▶ _Challenge_: Report how many lines in the records below contain the word "Where", with case counting, and give only that number.

▶ _Data for this task_:
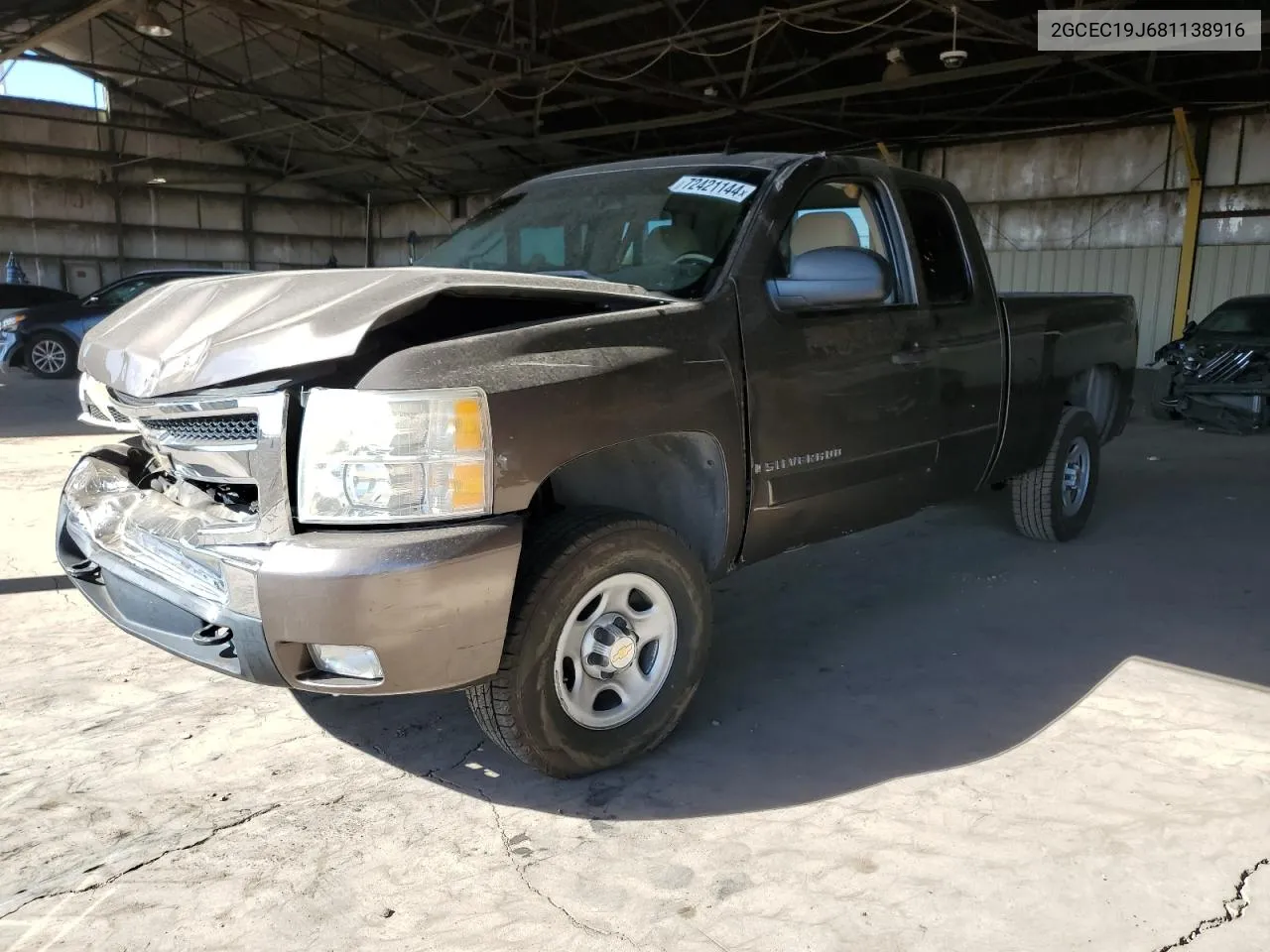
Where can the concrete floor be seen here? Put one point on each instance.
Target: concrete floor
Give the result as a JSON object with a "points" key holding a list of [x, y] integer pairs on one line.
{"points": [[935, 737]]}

* * *

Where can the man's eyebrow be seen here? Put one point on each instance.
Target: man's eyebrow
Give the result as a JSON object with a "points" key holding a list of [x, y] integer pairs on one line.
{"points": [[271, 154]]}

▶ _Exercise response_: 2